[Records from a data collection]
# # # # #

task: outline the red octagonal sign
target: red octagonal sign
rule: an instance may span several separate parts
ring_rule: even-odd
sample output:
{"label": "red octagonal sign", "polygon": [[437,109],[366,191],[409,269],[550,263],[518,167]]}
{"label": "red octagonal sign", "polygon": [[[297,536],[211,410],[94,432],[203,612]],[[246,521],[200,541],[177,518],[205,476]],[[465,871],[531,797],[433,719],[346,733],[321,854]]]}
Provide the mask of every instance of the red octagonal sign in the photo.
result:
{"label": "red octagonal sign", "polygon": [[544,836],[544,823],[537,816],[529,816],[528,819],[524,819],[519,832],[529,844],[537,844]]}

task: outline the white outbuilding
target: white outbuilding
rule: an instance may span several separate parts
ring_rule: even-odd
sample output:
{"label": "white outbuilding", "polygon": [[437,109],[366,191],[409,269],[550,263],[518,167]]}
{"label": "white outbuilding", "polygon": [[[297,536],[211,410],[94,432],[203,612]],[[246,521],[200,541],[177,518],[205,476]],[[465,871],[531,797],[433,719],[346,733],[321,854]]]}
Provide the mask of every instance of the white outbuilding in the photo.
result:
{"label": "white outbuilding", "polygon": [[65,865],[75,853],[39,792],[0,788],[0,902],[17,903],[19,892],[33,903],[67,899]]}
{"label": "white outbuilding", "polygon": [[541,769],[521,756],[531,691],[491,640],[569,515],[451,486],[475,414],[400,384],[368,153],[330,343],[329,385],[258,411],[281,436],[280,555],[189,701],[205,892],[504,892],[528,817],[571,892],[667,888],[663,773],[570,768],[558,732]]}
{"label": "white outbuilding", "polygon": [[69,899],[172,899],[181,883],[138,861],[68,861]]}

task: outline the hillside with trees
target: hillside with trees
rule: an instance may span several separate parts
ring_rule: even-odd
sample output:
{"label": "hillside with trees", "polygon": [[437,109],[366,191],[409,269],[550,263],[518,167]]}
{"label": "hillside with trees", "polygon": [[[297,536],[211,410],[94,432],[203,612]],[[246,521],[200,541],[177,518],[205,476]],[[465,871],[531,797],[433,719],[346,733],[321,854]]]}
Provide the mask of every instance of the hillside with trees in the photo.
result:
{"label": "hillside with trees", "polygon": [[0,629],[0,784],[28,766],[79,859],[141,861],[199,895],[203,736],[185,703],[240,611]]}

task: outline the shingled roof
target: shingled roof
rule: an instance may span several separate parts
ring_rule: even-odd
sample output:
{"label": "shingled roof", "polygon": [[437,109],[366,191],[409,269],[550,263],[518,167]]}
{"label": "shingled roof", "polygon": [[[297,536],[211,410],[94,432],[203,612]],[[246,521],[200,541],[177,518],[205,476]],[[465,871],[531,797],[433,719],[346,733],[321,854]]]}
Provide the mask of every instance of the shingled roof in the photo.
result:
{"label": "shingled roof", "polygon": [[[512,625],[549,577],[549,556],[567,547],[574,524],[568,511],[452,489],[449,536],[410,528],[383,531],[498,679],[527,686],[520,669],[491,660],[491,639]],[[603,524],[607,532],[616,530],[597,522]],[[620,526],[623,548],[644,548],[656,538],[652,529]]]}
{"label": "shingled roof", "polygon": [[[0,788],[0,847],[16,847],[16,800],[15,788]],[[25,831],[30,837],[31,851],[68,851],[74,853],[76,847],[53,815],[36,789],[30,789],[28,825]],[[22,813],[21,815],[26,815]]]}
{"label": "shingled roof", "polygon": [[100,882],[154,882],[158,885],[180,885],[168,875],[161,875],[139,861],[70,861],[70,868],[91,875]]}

# # # # #

● **Problem**
This exercise calls for the entries to be restated exactly.

● **Answer box**
task: outline the red octagonal sign
target: red octagonal sign
rule: an instance may span several separate parts
ring_rule: even-odd
sample output:
{"label": "red octagonal sign", "polygon": [[437,109],[366,191],[409,269],[550,263],[518,167]]}
{"label": "red octagonal sign", "polygon": [[[297,536],[211,410],[94,432],[203,612]],[[246,521],[200,541],[177,518],[205,476]],[[465,871],[531,797],[433,719],[346,733],[321,854]]]}
Provide the mask of every instance of the red octagonal sign in the photo.
result:
{"label": "red octagonal sign", "polygon": [[544,836],[544,823],[537,816],[529,816],[528,819],[524,819],[519,832],[529,844],[537,844]]}

task: outline the white outbuilding
target: white outbuilding
rule: an instance may span several separate parts
ring_rule: even-odd
sample output:
{"label": "white outbuilding", "polygon": [[437,109],[366,191],[409,269],[550,263],[518,167]]}
{"label": "white outbuilding", "polygon": [[[297,536],[211,410],[94,432],[203,612]],[[246,521],[200,541],[177,518],[205,476]],[[465,871],[531,797],[433,719],[346,733],[321,854]]]}
Provide the mask of every instance of the white outbuilding in the photo.
result:
{"label": "white outbuilding", "polygon": [[65,865],[75,853],[39,792],[0,788],[0,902],[17,903],[19,892],[33,903],[67,899]]}
{"label": "white outbuilding", "polygon": [[541,769],[521,756],[531,691],[491,640],[569,515],[451,486],[475,414],[400,384],[368,153],[330,343],[329,385],[258,411],[281,436],[280,555],[189,701],[205,892],[504,892],[528,817],[571,892],[667,888],[663,773],[570,768],[558,732]]}
{"label": "white outbuilding", "polygon": [[69,899],[172,899],[181,883],[138,861],[68,861]]}

task: outline the hillside with trees
target: hillside with trees
rule: an instance may span several separate parts
ring_rule: even-odd
sample output:
{"label": "hillside with trees", "polygon": [[437,109],[366,191],[409,269],[550,263],[518,167]]}
{"label": "hillside with trees", "polygon": [[[297,536],[211,410],[94,432],[203,612]],[[246,521],[200,541],[177,518],[205,476]],[[465,871],[531,797],[433,719],[346,733],[321,854]]]}
Provide the mask of every instance of the hillside with trees in the photo.
result:
{"label": "hillside with trees", "polygon": [[0,629],[0,784],[28,766],[79,859],[141,861],[199,895],[203,736],[185,703],[240,611]]}

task: outline the shingled roof
target: shingled roof
rule: an instance may span several separate parts
ring_rule: even-odd
sample output:
{"label": "shingled roof", "polygon": [[437,109],[366,191],[409,269],[550,263],[518,167]]}
{"label": "shingled roof", "polygon": [[[297,536],[211,410],[94,432],[203,612]],[[246,521],[200,541],[177,518],[205,476]],[[465,871],[531,797],[433,719],[346,733],[321,854]]]}
Provide the mask of every instance of the shingled roof in the photo.
result:
{"label": "shingled roof", "polygon": [[[512,625],[549,577],[549,556],[567,547],[574,524],[568,511],[452,489],[449,536],[410,528],[383,531],[498,679],[527,686],[520,669],[491,660],[491,639]],[[603,524],[607,532],[616,530],[597,522]],[[620,526],[623,548],[644,548],[656,538],[652,529]]]}
{"label": "shingled roof", "polygon": [[[0,788],[0,847],[16,847],[16,800],[15,788]],[[25,831],[30,837],[31,851],[68,851],[74,853],[76,847],[53,815],[36,789],[30,789],[28,825]],[[22,813],[21,815],[26,815]]]}
{"label": "shingled roof", "polygon": [[100,882],[154,882],[158,885],[180,885],[168,875],[161,875],[139,861],[70,861],[70,868],[91,875]]}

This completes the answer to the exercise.